Bereitgestellter Text:
Wann werden die Regierung und die CDU die dringend notwendigen Ergänzungen zu dem Wohnungseigentumsgesetz vornehmen?
Sehr geehrter Herr Wiegelmann,
durch Änderung des früheren Wohnungseigentumsgesetz wurden Kläger von Beschlussanfechtungsverfahren deutlich benachteiligt. Bis 30.11.20 waren bei Beschlussanfechtungsklagen die übrigen Eigentümer die Beklagten. Damit war die Kostentragung eindeutig, wenn die Klägerseite das Verfahren gewonnen hat. Durch die Änderung seit 01.12.20 ist nun aber die Eigentümergemeinschaft die Beklagte. Wenn die Klägerseite das Verfahren gewinnt, müsste aber die Klägerseite dennoch einen Teil der Prozesskosten mittragen, als Teil der Eigentümergemeinschaft. Das ist eine extreme Ungerechtigkeit. Es ist daher dringend erforderlich, dass im Wohnungseigentumsgesetz ergänzt wird, dass die Kläger von Beschlussanfechtungsverfahren an den Prozesskosten nicht beteiligt werden dürfen, wenn die Kläger das Beschlussanfechtungsverfahren gewonnen haben.
Mit freundlichen Grüßen

Sehr geehrte Frau K.,
danke für Ihre Nachricht.
Mit Urteil vom 19. Juli 2024 - V ZR 139/23 hat der Bundesgerichtshof (BGH) bestätigt, dass seit dem 1. Dezember 2020 die Kosten, die der Gemeinschaft der Wohnungseigentümer (GdWE) in einem Beschlussklageverfahren auferlegt worden sind, zu den Kosten der Verwaltung gem. § 16 Abs. 2 S. 1 WEG gehören, die, soweit keine abweichende Regelung getroffen worden ist, nach dem allgemeinen Kostenverteilungsschlüssel umzulegen sind; demzufolge muss bei Fehler einer abweichenden Regelung auch der obsiegende Beschlusskläger die Prozesskosten der unterlegenen GdWE anteilig mitfinanzieren. Zu begründen ist dies damit, dass Beschlussklagen - anders als nach altem Recht - seit dem 1. Dezember 2020 gegen die rechtsfähige GdWE gerichtet werden müssen (§ 44 WEG).

[Gespeicherte Einträge]
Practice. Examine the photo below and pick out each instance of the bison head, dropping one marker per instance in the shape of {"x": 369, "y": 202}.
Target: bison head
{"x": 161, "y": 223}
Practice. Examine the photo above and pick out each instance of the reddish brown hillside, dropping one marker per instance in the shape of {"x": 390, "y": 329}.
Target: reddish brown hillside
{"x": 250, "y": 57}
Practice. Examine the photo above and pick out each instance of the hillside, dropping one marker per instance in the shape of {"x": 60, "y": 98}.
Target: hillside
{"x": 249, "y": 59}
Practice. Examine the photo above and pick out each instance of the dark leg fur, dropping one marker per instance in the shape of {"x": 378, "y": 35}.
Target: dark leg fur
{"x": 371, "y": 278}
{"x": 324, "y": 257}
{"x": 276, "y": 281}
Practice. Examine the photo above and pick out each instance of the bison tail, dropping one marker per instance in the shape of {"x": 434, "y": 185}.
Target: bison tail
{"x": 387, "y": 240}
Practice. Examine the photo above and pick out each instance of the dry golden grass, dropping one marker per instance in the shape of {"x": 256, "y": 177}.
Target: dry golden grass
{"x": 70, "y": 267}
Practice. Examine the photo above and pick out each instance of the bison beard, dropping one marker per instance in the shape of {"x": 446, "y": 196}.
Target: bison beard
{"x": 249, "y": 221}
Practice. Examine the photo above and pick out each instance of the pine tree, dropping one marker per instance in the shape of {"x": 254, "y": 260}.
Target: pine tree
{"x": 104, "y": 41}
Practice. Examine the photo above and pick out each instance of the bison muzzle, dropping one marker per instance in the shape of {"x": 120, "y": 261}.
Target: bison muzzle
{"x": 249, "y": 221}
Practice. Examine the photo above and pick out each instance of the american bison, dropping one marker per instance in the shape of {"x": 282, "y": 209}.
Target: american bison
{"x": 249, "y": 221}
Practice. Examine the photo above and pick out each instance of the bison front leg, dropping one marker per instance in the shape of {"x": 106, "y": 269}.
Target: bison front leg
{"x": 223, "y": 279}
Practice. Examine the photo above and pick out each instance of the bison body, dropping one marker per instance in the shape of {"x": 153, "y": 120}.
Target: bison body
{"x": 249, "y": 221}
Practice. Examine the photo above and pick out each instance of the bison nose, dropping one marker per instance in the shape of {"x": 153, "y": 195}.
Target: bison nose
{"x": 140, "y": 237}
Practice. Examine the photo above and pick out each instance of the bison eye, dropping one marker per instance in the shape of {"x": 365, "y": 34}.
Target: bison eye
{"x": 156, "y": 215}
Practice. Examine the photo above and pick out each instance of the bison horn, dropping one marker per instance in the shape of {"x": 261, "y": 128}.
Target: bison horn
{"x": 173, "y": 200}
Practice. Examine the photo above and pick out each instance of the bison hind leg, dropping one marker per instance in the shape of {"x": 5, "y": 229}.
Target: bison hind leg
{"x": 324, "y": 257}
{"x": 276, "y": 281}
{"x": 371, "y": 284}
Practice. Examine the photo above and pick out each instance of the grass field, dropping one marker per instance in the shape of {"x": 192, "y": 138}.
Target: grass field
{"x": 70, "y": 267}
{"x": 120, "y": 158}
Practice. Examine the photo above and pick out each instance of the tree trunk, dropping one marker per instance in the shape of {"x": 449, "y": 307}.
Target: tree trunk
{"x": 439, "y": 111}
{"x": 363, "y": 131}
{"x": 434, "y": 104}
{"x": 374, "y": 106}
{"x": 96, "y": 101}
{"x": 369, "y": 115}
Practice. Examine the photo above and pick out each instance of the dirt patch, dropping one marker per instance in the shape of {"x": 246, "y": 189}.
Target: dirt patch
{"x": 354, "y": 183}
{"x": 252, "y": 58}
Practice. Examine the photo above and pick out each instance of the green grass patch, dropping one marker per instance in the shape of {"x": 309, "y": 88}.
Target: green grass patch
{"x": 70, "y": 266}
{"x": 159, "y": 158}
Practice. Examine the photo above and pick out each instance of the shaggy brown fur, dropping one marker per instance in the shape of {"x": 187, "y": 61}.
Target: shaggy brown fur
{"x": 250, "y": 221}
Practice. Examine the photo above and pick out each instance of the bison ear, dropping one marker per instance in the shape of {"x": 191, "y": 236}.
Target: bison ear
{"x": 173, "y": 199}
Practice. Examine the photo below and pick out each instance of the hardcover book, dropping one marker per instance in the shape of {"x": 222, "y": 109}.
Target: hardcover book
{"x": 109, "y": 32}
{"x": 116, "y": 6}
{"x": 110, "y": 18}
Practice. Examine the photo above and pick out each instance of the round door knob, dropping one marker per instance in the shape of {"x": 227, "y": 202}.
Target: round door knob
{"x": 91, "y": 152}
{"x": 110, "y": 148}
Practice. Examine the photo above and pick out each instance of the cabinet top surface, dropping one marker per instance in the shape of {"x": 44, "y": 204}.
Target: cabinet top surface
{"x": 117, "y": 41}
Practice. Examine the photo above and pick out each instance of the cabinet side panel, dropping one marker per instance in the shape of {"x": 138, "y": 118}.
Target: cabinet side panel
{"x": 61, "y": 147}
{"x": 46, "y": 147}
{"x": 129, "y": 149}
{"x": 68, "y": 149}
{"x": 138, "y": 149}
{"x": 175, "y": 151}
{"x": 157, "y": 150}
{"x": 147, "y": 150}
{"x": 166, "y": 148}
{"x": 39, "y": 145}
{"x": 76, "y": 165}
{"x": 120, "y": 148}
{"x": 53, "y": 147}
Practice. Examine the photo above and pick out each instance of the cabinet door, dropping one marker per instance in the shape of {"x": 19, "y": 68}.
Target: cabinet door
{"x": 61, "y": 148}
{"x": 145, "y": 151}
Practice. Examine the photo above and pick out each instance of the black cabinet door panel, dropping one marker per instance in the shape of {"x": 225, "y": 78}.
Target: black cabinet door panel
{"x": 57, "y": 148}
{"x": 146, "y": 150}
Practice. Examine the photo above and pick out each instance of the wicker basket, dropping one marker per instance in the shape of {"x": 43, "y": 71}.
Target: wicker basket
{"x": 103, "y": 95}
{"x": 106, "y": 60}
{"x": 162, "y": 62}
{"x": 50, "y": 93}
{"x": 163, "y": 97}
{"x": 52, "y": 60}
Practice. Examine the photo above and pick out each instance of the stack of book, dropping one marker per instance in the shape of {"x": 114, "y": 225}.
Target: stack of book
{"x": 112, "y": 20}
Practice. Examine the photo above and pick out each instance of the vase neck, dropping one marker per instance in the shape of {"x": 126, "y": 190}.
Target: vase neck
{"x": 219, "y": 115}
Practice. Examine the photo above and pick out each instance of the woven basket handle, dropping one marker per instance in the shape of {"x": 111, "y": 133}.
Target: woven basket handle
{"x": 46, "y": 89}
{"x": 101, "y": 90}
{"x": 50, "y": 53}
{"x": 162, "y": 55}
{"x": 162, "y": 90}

Erforderliche Schritte:
1. Welches Aktenzeichen und welches Datum trägt das Urteil des Bundesgerichtshofs, das im Text zum Wohnungseigentumsgesetz angeführt wird?
2. Führen Sie den Text zum Wohnungseigentumsgesetz im Anschluss an seinen letzten Satz fort.

Gelöste Aufgaben:
1. Das Urteil trägt das Aktenzeichen V ZR 139/23 und stammt vom 19. Juli 2024.

2.
Zutreffend ist, dass nach der Änderung regelmäßig auch der obsiegende Beschlusskläger seiner allgemeinen Finanzierungspflicht nachkommen und die Prozesskosten der unterlegenen GdWE anteilig mitfinanzieren muss.
Wirtschaftlich betrachtet, scheint das das Unterliegensprinzip des § 91 Abs. 1 Satz 1 ZPO unterlaufen zu werden ("Wer verliert, der zahlt").
Ebenso wichtig ist aber, dass selbstverständlich möglich ist, etwas anderes zu vereinbaren. So besteht die Möglichkeit, allgemein eine von § 16 Abs. 2 S. 1 WEG abweichende Regelung zu vereinbaren (§ 10 Abs. 2 WEG). Ich gebe zu, dass bei Bestandsgemeinschaften und insbesondere großen GdWE die Einführung einer solchen Regelung im Nachhinein wenig realistisch ist. Ferner bleibt die Möglichkeit, dass der/die obsiegende(n) Wohnungseigentümer durch Beschluss von der Kostentragung ausgenommen wird/werden.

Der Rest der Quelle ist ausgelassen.